> AVAILABLE DATA
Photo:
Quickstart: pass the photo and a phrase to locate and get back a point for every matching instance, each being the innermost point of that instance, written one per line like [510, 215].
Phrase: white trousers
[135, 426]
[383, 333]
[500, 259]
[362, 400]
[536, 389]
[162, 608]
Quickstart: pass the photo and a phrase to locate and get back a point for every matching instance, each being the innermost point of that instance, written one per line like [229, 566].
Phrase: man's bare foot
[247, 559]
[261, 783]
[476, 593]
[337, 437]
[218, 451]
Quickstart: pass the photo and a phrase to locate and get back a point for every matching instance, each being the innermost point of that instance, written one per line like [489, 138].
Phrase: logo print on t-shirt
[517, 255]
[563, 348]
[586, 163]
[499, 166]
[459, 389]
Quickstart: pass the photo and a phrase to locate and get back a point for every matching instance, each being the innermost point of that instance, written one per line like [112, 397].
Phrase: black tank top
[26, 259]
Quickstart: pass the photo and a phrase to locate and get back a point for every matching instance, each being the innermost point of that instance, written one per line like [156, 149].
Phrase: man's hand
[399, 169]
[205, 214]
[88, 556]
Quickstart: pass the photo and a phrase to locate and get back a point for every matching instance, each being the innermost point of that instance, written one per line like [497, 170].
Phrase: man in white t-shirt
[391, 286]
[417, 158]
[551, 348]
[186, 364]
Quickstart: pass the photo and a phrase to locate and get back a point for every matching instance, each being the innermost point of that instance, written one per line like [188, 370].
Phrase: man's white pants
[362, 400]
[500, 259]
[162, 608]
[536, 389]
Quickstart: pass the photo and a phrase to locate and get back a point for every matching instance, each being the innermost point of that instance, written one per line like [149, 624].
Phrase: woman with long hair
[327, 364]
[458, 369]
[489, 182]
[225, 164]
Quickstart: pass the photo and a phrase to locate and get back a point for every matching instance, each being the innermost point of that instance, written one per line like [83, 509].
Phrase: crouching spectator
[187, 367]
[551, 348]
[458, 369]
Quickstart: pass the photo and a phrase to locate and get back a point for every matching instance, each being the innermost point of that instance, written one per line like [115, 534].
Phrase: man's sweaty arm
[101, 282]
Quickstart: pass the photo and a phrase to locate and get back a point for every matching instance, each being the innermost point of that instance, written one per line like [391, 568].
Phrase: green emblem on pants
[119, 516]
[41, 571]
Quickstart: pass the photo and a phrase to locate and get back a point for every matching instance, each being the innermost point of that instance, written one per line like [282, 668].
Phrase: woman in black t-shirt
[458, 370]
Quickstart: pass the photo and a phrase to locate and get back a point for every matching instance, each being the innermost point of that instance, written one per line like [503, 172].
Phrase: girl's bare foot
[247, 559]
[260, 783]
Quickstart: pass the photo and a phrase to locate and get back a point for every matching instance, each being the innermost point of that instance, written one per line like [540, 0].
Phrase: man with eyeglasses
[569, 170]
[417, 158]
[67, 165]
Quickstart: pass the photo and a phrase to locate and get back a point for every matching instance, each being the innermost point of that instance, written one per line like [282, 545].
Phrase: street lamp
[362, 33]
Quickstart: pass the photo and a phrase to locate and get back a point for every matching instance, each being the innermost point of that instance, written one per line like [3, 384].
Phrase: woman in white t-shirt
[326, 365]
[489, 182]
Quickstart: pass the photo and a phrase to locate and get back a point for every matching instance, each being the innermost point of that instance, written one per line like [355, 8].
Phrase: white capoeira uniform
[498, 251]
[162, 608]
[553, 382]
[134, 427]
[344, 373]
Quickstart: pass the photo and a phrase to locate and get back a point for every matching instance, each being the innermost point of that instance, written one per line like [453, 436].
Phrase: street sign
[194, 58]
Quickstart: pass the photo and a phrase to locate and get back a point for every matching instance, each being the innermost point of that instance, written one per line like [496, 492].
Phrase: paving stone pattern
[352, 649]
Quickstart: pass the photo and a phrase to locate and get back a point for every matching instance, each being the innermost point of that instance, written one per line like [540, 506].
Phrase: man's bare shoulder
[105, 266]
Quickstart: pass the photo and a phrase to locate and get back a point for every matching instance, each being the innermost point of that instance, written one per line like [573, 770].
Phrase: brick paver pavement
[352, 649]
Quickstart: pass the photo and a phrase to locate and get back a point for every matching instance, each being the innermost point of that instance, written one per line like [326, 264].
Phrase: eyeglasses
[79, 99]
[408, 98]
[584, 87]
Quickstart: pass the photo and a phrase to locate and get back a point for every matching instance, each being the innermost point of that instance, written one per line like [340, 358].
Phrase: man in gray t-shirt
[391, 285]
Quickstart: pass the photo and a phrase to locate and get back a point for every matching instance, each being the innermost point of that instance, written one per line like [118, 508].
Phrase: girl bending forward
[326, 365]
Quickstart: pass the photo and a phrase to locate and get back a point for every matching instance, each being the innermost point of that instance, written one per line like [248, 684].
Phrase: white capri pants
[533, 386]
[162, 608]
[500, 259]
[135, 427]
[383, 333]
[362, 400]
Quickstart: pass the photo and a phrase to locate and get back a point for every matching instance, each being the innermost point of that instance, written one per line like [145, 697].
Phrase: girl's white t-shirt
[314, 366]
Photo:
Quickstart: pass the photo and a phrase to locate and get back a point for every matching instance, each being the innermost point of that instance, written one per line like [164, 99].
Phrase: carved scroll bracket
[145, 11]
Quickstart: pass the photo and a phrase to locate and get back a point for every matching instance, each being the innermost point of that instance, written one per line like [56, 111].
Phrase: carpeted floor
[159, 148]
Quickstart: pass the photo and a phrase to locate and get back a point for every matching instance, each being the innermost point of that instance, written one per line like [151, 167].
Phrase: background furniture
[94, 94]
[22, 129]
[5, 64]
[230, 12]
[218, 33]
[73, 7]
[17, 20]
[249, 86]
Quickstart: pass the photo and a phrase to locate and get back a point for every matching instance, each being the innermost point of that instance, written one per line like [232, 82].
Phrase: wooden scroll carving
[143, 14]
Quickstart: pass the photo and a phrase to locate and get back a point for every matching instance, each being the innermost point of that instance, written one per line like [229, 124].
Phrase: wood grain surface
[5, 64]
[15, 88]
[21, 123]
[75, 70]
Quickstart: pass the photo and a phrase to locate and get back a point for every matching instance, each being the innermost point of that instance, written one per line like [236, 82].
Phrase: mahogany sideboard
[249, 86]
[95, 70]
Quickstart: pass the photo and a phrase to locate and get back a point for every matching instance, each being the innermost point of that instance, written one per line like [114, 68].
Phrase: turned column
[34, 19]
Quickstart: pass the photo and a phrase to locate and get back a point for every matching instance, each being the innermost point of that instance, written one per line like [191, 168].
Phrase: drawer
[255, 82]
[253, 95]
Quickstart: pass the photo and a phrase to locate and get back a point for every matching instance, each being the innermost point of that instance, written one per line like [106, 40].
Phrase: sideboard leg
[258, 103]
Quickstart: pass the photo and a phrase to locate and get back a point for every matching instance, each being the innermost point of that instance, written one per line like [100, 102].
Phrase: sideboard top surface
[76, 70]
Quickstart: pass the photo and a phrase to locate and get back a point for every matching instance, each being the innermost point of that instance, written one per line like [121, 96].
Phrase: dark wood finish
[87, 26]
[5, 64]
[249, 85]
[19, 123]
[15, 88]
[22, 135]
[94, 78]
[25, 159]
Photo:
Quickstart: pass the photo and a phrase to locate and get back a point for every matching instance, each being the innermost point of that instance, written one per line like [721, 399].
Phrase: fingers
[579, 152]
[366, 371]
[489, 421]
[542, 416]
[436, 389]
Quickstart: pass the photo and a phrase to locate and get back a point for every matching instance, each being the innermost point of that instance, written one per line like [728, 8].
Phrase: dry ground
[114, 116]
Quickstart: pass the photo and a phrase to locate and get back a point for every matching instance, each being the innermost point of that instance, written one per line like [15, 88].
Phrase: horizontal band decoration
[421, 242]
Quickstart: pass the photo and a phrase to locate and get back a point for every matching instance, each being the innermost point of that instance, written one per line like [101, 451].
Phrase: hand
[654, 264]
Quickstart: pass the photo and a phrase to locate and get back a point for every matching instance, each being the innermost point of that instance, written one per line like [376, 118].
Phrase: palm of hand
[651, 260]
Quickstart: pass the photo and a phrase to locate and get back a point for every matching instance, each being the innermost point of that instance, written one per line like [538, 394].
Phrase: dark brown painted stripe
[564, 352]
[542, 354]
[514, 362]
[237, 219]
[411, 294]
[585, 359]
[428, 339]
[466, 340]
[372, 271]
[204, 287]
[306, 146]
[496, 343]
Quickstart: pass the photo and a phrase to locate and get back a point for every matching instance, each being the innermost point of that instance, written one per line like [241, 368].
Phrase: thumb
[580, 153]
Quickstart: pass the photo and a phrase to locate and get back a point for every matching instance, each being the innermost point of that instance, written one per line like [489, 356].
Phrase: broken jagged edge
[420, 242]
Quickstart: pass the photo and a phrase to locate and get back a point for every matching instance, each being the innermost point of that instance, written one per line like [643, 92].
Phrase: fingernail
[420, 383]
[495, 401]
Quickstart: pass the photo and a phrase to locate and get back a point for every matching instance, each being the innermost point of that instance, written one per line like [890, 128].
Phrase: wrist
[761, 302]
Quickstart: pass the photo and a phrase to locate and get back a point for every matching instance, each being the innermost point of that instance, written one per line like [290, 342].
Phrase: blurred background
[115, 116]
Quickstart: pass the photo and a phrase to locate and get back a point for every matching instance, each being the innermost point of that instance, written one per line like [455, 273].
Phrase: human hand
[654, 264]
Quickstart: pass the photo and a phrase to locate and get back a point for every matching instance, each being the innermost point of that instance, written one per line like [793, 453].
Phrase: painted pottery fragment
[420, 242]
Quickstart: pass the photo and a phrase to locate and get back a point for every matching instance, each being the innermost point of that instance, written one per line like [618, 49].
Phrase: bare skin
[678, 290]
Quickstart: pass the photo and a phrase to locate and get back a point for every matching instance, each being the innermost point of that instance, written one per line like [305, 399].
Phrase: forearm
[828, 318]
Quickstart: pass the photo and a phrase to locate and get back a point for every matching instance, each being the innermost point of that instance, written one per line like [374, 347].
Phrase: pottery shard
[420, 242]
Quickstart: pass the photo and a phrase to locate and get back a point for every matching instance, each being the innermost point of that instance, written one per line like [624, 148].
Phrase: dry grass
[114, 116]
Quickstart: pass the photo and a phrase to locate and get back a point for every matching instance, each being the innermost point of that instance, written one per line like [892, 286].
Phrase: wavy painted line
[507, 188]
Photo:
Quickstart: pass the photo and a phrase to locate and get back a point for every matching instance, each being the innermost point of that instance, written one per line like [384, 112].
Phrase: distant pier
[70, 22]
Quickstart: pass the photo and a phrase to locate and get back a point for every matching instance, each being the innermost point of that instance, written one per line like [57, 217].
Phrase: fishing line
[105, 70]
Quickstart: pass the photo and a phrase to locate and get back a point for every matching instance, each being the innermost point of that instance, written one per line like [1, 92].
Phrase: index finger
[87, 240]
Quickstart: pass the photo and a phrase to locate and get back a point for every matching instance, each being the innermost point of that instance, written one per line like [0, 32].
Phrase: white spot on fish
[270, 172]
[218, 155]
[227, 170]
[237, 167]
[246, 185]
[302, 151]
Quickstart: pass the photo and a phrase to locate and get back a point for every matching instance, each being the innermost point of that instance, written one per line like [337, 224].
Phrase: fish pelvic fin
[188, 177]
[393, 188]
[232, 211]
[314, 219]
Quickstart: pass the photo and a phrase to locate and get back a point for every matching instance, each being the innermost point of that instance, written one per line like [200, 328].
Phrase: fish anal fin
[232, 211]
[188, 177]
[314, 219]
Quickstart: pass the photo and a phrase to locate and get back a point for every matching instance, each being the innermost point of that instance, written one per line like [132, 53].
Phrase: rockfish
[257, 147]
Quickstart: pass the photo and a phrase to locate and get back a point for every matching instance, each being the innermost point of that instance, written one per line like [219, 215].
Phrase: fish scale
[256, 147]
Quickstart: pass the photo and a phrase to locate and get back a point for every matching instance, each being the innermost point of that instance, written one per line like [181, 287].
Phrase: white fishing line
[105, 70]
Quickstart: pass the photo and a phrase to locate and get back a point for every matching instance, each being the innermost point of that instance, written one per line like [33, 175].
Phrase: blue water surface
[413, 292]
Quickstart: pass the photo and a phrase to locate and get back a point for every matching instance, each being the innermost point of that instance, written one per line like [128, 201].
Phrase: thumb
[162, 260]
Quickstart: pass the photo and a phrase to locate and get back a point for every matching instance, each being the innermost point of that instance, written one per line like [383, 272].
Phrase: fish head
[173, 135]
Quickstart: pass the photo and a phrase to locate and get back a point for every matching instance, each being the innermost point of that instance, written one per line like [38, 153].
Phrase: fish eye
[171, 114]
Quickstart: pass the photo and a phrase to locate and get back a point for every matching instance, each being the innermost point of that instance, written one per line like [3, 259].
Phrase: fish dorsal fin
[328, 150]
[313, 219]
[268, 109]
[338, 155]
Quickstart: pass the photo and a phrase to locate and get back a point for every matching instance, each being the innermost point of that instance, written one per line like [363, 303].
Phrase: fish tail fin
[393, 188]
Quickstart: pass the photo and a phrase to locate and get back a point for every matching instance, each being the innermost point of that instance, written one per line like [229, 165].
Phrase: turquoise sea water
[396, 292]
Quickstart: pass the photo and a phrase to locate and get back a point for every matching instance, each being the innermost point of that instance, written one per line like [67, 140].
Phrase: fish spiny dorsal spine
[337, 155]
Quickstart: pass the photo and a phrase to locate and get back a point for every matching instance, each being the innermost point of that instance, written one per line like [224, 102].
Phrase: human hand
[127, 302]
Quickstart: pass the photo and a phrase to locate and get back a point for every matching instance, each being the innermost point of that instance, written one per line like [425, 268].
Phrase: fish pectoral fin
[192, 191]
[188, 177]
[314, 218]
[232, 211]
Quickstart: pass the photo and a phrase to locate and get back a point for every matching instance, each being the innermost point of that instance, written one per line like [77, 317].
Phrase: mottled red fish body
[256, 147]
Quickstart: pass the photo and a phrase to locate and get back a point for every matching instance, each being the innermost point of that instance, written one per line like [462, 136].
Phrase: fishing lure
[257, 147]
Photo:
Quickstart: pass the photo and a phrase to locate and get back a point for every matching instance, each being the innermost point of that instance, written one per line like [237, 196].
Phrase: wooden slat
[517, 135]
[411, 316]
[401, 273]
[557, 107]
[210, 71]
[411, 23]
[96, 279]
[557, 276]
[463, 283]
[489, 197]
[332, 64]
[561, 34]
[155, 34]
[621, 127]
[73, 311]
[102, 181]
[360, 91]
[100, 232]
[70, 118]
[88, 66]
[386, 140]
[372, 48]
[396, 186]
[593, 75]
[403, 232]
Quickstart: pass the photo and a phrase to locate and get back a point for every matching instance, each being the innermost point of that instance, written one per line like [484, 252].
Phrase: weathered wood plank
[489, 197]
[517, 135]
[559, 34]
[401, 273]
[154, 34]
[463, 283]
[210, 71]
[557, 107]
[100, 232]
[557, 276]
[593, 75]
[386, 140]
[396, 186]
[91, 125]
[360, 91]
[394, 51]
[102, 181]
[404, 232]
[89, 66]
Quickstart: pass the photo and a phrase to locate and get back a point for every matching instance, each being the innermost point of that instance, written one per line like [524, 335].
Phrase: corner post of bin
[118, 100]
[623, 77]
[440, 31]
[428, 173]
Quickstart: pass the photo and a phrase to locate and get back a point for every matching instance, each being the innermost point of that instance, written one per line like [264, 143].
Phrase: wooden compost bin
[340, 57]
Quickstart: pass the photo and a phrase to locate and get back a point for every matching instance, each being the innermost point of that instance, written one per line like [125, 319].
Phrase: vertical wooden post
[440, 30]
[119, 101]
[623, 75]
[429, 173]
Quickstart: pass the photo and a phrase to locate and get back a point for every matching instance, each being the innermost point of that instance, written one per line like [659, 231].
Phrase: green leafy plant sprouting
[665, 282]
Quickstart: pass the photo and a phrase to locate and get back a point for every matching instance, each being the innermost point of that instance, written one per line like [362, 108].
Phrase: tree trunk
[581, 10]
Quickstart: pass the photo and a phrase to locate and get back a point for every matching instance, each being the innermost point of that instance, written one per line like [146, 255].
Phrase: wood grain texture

> EXERCISE INSTRUCTIONS
Only the lines from the one containing "like [659, 231]." to the end of the data should be printed, exactly as they stand.

> RESULT BELOW
Quickstart: pass the photo and a phrase to locate and get back a point for every matching instance, each being the innermost point of that instance, written one per line like [659, 231].
Phrase: green leafy plant sprouting
[665, 282]
Quickstart: pass the photo and a phrase to locate and get back a point for every matching instance, each being the innermost point of that instance, written one per line like [362, 108].
Phrase: tree trunk
[581, 10]
Quickstart: pass the photo and a phrase to locate and get back a point for every matching instance, each being the innermost point of that instance, written one per line like [146, 255].
Phrase: wood grain texture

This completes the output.